| Tâches proposées |
1. D'après l'extrait consacré à l'économiste, quel titre porte le livre qu'il a publié en 2010 ?
2. Recopiez le passage de l'extrait sur l'économiste qui va de « Crédits photographie : Visuel » jusqu'à « qu’il prétend dénoncer. ».
3. Rédigez la suite du texte sur l'économiste et son livre de 2010, à partir de la fin de l'extrait.

| Extrait du document |
Crédits photographie : Visuel libre de droit

Considéré par l'intelligentsia politico-médiatique comme une boule de cristal infaillible, l’économiste est en réalité le promoteur, voire l’acteur, d’un système qu’il prétend dénoncer.

Dix ans plus tard… Sommes-nous tous ruinés ? « Je suis revenu pour vous dire que le malheur est sur vous, gaulois (…) Je vous avais prévenus » (Le Devin, Astérix).

Économiste, écrivain, éditorialiste, lobbyiste, conseiller d’État, ex-conseiller spécial, chef d’orchestre, on ne compte plus les multiples casquettes portées par l’énarque expert en tout en perpétuel transit, et qui publia en 2010 un livre au titre évocateur : Dans dix ans tous ruinés. Puisque nous sommes en 2021, quoi de plus normal qu’un état des lieux afin de savoir si nous sommes effectivement « tous ruinés » ?

| Données fournies |

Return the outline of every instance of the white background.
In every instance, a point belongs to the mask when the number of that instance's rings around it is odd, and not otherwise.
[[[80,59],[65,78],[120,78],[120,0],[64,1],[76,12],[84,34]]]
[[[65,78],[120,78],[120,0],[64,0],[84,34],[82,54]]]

| Tâches résolues |
1. Dans dix ans tous ruinés

2.
Crédits photographie : Visuel libre de droit

Considéré par l'intelligentsia politico-médiatique comme une boule de cristal infaillible, l’économiste est en réalité le promoteur, voire l’acteur, d’un système qu’il prétend dénoncer.

3.
Dans l’ouvrage susmentionné, l’ennemi juré de Jacques Attali s’appelle la dette : « S’endetter, c’est mourir de peur : peur d’affronter les enjeux du présent et choisir de les reporter sur les autres […] Le pire cas de figure : s’endetter pour servir l’intérêt d’une dette. » Jacques Attali est formel : « Il faut d’abord agir en priorité par la réduction des dépenses. »Il prédit : « Nous avons devant nous dix ans de rigueur pour résorber la dette. » Il menace : « Si la tendance actuelle n’est pas rapidement inversée, une crise majeure s’annonce en effet : l’État français pourrait se révéler un jour — plus proche qu’on ne croit — incapable de financer le fonctionnement normal de ses services publics les plus fondamentaux […]. »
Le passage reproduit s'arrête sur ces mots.